## Goal of the exercise
Return each line of the records below that contains the word "utility".

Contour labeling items
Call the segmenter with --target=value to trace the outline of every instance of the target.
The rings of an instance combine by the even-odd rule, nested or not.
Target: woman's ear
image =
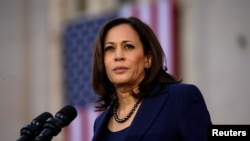
[[[146,55],[146,63],[145,63],[145,68],[149,69],[152,64],[152,53],[151,51]]]

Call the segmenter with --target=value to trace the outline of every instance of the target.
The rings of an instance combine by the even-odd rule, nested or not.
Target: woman
[[[92,141],[205,141],[210,115],[194,85],[166,72],[164,52],[141,20],[118,18],[100,30],[93,88],[102,112]]]

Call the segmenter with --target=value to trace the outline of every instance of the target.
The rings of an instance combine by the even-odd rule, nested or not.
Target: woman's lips
[[[128,68],[127,68],[127,67],[123,67],[123,66],[115,67],[115,68],[113,69],[113,71],[114,71],[115,73],[124,73],[124,72],[126,72],[127,70],[128,70]]]

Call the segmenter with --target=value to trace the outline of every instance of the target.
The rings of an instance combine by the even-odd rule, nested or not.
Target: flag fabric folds
[[[67,141],[91,141],[96,94],[91,86],[92,50],[100,27],[116,17],[135,16],[155,32],[166,55],[168,72],[177,75],[176,15],[172,0],[124,5],[118,11],[99,17],[80,18],[64,32],[65,102],[77,108],[77,118],[66,127]],[[101,82],[100,82],[101,83]]]

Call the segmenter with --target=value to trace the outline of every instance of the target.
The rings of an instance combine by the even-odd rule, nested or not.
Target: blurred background
[[[201,90],[214,124],[250,124],[249,0],[0,0],[0,137],[74,105],[53,138],[90,140],[91,50],[105,21],[138,16],[156,32],[169,73]]]

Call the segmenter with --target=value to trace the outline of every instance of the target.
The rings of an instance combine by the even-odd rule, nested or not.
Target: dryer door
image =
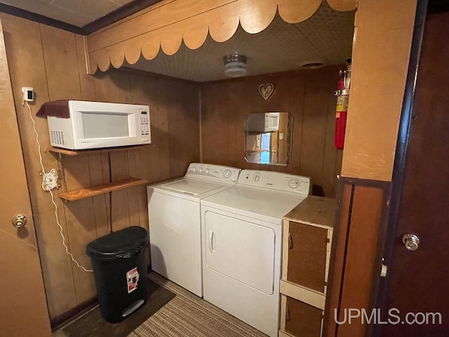
[[[210,211],[207,211],[205,216],[207,267],[272,294],[274,231]]]

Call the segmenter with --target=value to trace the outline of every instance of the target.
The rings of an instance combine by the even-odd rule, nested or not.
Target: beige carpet
[[[176,296],[128,337],[267,336],[158,274],[149,277]]]

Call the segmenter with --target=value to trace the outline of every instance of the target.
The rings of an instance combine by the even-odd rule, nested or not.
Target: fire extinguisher
[[[337,96],[337,112],[335,114],[335,147],[343,150],[344,144],[344,133],[346,120],[348,115],[348,104],[349,103],[349,86],[351,85],[351,59],[346,60],[347,68],[340,71],[342,78],[338,81]]]

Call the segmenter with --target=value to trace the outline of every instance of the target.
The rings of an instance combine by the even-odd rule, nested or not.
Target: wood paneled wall
[[[337,199],[340,209],[333,238],[323,336],[371,336],[366,334],[370,329],[368,324],[350,322],[349,310],[370,312],[374,303],[373,284],[379,282],[382,263],[379,233],[384,233],[386,227],[390,183],[342,177]]]
[[[27,107],[24,86],[34,88],[34,115],[48,100],[73,99],[148,105],[150,146],[123,152],[62,156],[68,190],[130,176],[155,183],[183,176],[199,160],[199,86],[163,77],[114,70],[95,77],[86,74],[83,38],[24,19],[0,14],[5,31],[17,116],[27,169],[51,317],[55,319],[95,296],[92,273],[78,268],[62,246],[49,193],[42,178]],[[36,118],[46,169],[58,168],[48,152],[47,122]],[[13,164],[13,163],[11,163]],[[55,190],[55,194],[60,191]],[[145,186],[63,203],[57,196],[59,221],[74,258],[88,268],[86,245],[95,238],[131,225],[148,227]],[[18,257],[20,258],[20,257]]]
[[[314,194],[336,194],[342,151],[334,147],[338,70],[342,67],[243,77],[203,84],[202,160],[241,168],[271,170],[309,176]],[[276,91],[266,101],[262,84]],[[292,160],[286,166],[248,163],[244,159],[244,120],[251,112],[280,111],[293,117]]]

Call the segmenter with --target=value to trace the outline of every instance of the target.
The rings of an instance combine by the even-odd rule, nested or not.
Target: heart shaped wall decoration
[[[272,83],[260,84],[259,86],[259,93],[264,98],[264,100],[269,100],[274,93],[274,84]]]

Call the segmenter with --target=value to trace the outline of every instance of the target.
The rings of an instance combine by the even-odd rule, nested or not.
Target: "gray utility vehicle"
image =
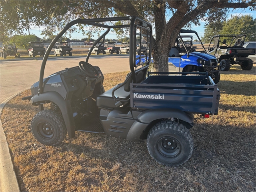
[[[0,51],[0,54],[4,59],[6,59],[7,56],[14,55],[14,57],[17,58],[20,58],[20,55],[18,52],[18,48],[16,47],[14,43],[7,45],[4,45],[1,51]]]
[[[130,21],[130,24],[102,24],[124,20]],[[52,48],[69,28],[78,23],[105,28],[106,31],[94,43],[85,61],[44,79]],[[88,60],[94,46],[102,39],[104,41],[111,29],[124,27],[130,28],[132,45],[129,56],[131,72],[123,82],[105,92],[102,72]],[[146,139],[149,153],[160,163],[178,166],[187,161],[193,148],[189,131],[193,125],[193,114],[205,117],[216,115],[220,91],[207,72],[199,73],[203,75],[199,76],[147,73],[152,32],[150,24],[135,16],[78,19],[68,24],[47,49],[39,81],[31,86],[32,95],[22,98],[39,106],[40,111],[33,118],[31,126],[37,140],[56,145],[61,143],[67,132],[70,137],[74,137],[75,131],[134,141]],[[142,36],[150,46],[144,55],[138,56],[136,52],[141,52],[136,49],[135,41],[137,36]],[[136,60],[142,58],[146,60],[142,62],[139,59],[136,65]],[[162,73],[167,75],[153,75]],[[44,105],[49,103],[51,109],[44,110]]]
[[[54,49],[54,55],[57,56],[59,54],[60,56],[66,56],[68,54],[70,56],[72,56],[73,48],[70,47],[70,44],[67,41],[63,42],[57,42],[55,44],[56,48]]]
[[[106,42],[105,43],[105,46],[107,48],[107,51],[109,52],[110,54],[113,53],[116,53],[116,54],[119,54],[121,53],[120,47],[116,47],[116,42]]]
[[[228,71],[230,66],[241,66],[243,70],[250,70],[252,61],[248,58],[250,55],[255,54],[255,49],[243,47],[246,35],[217,35],[211,40],[208,52],[214,55],[220,63],[222,71]],[[213,42],[213,46],[212,42]]]
[[[124,42],[121,44],[121,53],[129,54],[130,52],[130,42]]]
[[[88,51],[90,51],[91,49],[91,44],[94,43],[95,42],[94,41],[94,42],[91,42],[90,43]],[[102,44],[101,43],[102,42],[99,42],[97,45],[94,46],[94,48],[92,50],[91,53],[94,53],[96,55],[98,55],[100,53],[102,53],[104,55],[106,54],[106,50],[107,50],[107,48],[102,45],[103,44]],[[101,45],[100,46],[100,44],[101,44]]]
[[[45,53],[45,48],[44,46],[44,43],[39,42],[31,42],[28,43],[28,56],[33,56],[35,57],[36,55],[40,56],[44,56]]]

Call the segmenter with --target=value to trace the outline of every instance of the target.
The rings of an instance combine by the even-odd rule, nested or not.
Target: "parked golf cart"
[[[89,46],[89,48],[88,48],[88,51],[90,51],[90,49],[91,49],[91,46],[92,45],[92,44],[95,42],[95,41],[93,42],[91,42],[90,43],[90,45]],[[104,55],[106,54],[106,50],[107,50],[107,48],[103,45],[102,45],[103,43],[102,43],[102,42],[100,42],[97,45],[96,45],[94,46],[94,48],[92,50],[92,53],[94,53],[95,55],[98,55],[100,53],[102,53],[103,55]]]
[[[16,47],[14,43],[4,45],[0,51],[0,54],[4,59],[6,59],[7,56],[14,56],[17,58],[20,58],[20,55],[18,52],[18,48]]]
[[[58,54],[60,56],[66,56],[66,54],[72,56],[71,51],[73,50],[73,48],[70,47],[70,44],[69,42],[57,42],[55,44],[55,47],[54,53],[55,56]]]
[[[248,56],[255,54],[255,48],[243,47],[246,37],[246,35],[242,34],[217,35],[212,37],[207,52],[216,57],[222,71],[228,71],[230,66],[234,64],[240,65],[243,70],[252,69],[253,61]]]
[[[116,53],[116,54],[119,54],[121,52],[120,47],[116,47],[116,42],[106,42],[104,43],[105,46],[107,48],[107,51],[109,52],[110,54],[113,53]]]
[[[120,53],[126,53],[129,54],[130,51],[130,42],[124,42],[121,44]]]
[[[44,43],[39,42],[31,42],[28,43],[28,56],[33,56],[35,57],[36,55],[40,56],[44,56],[45,53],[45,48],[44,46]]]
[[[191,46],[188,47],[190,49],[188,49],[181,35],[188,33],[194,34],[196,36],[203,51],[195,52],[194,48]],[[217,84],[220,79],[220,66],[217,65],[218,62],[215,57],[206,53],[206,50],[197,32],[192,30],[182,29],[180,31],[178,37],[169,54],[169,72],[208,72]],[[180,42],[183,45],[182,48],[180,47]],[[186,50],[186,54],[182,53],[183,49]]]
[[[102,24],[124,20],[129,21],[130,24]],[[78,23],[105,28],[106,31],[91,48],[85,61],[44,79],[52,47],[68,28]],[[111,29],[124,27],[130,28],[131,72],[123,82],[105,92],[103,74],[100,68],[88,62],[89,57]],[[138,56],[141,50],[136,49],[135,41],[142,36],[146,37],[149,46],[145,54]],[[171,74],[200,76],[147,72],[152,41],[151,24],[135,16],[78,19],[68,24],[47,49],[39,81],[31,86],[32,95],[22,98],[39,106],[40,111],[33,118],[31,126],[36,139],[46,145],[56,145],[62,142],[67,132],[72,138],[75,131],[134,141],[146,139],[150,154],[159,163],[178,166],[187,161],[193,149],[189,131],[193,126],[193,114],[205,117],[217,115],[220,91],[207,72]],[[142,62],[139,59],[142,58],[147,59]],[[50,110],[44,109],[46,103],[51,104]]]

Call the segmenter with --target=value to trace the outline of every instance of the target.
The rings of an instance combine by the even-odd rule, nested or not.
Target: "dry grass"
[[[30,131],[38,109],[21,100],[29,91],[20,94],[1,120],[21,190],[255,191],[256,67],[239,68],[222,73],[218,115],[195,116],[193,154],[178,167],[157,163],[145,141],[76,132],[59,146],[42,145]],[[126,73],[104,75],[106,89]]]

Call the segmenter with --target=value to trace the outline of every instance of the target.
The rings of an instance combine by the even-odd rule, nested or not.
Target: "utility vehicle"
[[[107,51],[109,52],[110,54],[113,53],[116,53],[116,54],[119,54],[121,52],[120,47],[116,47],[116,42],[106,42],[104,44],[105,46],[107,48]]]
[[[196,48],[196,47],[193,46],[193,36],[182,35],[180,37],[182,38],[184,44],[188,50],[190,50],[192,48],[194,48],[194,51],[196,51],[195,49]],[[178,44],[179,52],[186,52],[186,49],[184,48],[184,45],[183,45],[182,41],[180,39],[180,37],[178,36],[178,38],[177,42]]]
[[[124,20],[129,21],[130,24],[102,24]],[[106,31],[91,48],[85,61],[44,79],[52,48],[69,28],[78,23],[105,28]],[[89,58],[94,46],[101,40],[104,41],[111,28],[124,27],[130,28],[131,72],[123,82],[105,92],[103,74],[98,67],[88,62]],[[207,72],[197,73],[202,75],[198,76],[147,73],[152,32],[150,23],[135,16],[78,19],[68,24],[47,49],[39,81],[31,86],[32,95],[22,98],[39,106],[40,111],[31,125],[36,139],[46,145],[56,145],[61,143],[67,132],[73,138],[75,131],[134,141],[146,139],[149,153],[159,163],[178,166],[187,161],[193,149],[189,131],[193,126],[193,114],[205,117],[217,115],[220,91]],[[144,55],[137,55],[141,52],[136,46],[138,36],[144,36],[149,45]],[[147,59],[142,62],[139,59],[142,58]],[[155,75],[160,74],[166,75]],[[51,109],[44,110],[44,105],[50,103]]]
[[[33,56],[35,57],[36,55],[40,56],[44,56],[45,53],[45,48],[44,46],[44,43],[39,42],[31,42],[28,43],[28,56]]]
[[[55,47],[54,53],[55,56],[58,54],[60,56],[66,56],[66,54],[70,56],[72,56],[71,51],[73,50],[73,48],[70,47],[70,44],[69,42],[57,42]]]
[[[89,51],[90,51],[90,49],[91,49],[92,44],[94,44],[95,42],[94,41],[90,43],[90,45],[89,48],[88,48],[88,50]],[[105,54],[106,54],[106,50],[107,50],[107,48],[102,45],[102,44],[103,42],[99,42],[97,45],[96,45],[94,46],[94,48],[92,50],[91,53],[94,53],[96,55],[98,55],[100,53],[102,53],[103,55]]]
[[[194,34],[195,34],[202,47],[203,50],[195,52],[194,48],[188,50],[183,41],[181,35]],[[182,29],[176,39],[174,46],[171,48],[168,58],[169,72],[208,72],[215,84],[220,79],[220,66],[214,56],[206,53],[206,50],[197,32],[194,30]],[[183,46],[180,48],[182,43]],[[182,53],[185,49],[186,54]]]
[[[253,62],[248,56],[255,54],[255,48],[243,47],[246,37],[246,35],[243,34],[217,35],[212,37],[207,51],[216,57],[222,71],[228,71],[230,66],[234,64],[240,65],[243,70],[252,69]]]
[[[15,44],[4,45],[2,49],[2,51],[0,52],[1,56],[4,59],[6,58],[6,56],[14,55],[14,57],[17,58],[20,58],[20,55],[18,52],[18,48],[16,47]]]
[[[130,42],[124,42],[121,44],[120,53],[126,53],[129,54],[130,51]]]

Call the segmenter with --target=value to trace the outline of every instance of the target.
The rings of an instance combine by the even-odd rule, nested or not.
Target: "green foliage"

## Result
Target: "gray utility vehicle"
Target: "utility vehicle"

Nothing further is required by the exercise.